• Problem: Put every line of the material below into a Markdown table with the columns Row and Text, numbering the rows and skipping blank lines. Leave the pictures out of the table.

• Material for the task:
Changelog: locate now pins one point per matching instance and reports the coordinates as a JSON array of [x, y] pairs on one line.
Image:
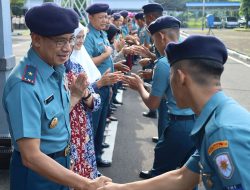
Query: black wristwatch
[[87, 97]]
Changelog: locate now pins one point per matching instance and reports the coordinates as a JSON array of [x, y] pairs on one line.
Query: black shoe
[[103, 163], [108, 120], [155, 139], [145, 174], [113, 106], [150, 114], [112, 118], [115, 101], [105, 145]]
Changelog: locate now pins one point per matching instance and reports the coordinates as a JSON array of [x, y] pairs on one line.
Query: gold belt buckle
[[66, 151]]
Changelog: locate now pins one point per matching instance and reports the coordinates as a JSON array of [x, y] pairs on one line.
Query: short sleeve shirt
[[31, 108], [95, 43], [222, 137]]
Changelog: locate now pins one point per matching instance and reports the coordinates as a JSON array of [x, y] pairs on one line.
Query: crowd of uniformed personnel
[[61, 96]]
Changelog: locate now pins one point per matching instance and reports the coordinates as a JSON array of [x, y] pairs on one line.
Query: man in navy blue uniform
[[176, 123], [221, 132], [37, 102], [98, 47]]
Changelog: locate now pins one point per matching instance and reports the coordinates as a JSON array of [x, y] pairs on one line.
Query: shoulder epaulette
[[29, 74]]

• Correct answer:
| Row | Text |
|---|---|
| 1 | Changelog: locate now pins one point per matching instance and reports the coordinates as a JSON array of [x, y] pairs on one line. |
| 2 | Image: |
| 3 | Query: black wristwatch |
| 4 | [[87, 97]] |
| 5 | Changelog: locate now pins one point per matching instance and reports the coordinates as a JSON array of [x, y] pairs on one line. |
| 6 | Query: black shoe |
| 7 | [[103, 163], [108, 120], [155, 139], [145, 174], [113, 106], [150, 114], [112, 118], [115, 101], [105, 145]] |
| 8 | Changelog: locate now pins one point per matching instance and reports the coordinates as a JSON array of [x, y] pairs on one line. |
| 9 | Query: gold belt buckle |
| 10 | [[66, 151]] |
| 11 | Changelog: locate now pins one point per matching instance and reports the coordinates as a JSON array of [x, y] pairs on one line. |
| 12 | Query: short sleeve shirt |
| 13 | [[31, 108], [95, 43], [222, 137]] |
| 14 | Changelog: locate now pins one point per matching instance and reports the coordinates as a JSON array of [x, y] pairs on one line. |
| 15 | Query: crowd of uniformed personnel |
| 16 | [[61, 96]] |
| 17 | Changelog: locate now pins one point per matching instance and reports the coordinates as a JSON array of [x, y] pairs on one line. |
| 18 | Query: man in navy blue uniform |
| 19 | [[176, 123], [221, 132], [37, 102], [98, 47]] |
| 20 | Changelog: locate now pins one point per matching instance and reports the coordinates as a JSON array of [x, y] pairs on one line. |
| 21 | Query: shoulder epaulette |
| 22 | [[29, 74]] |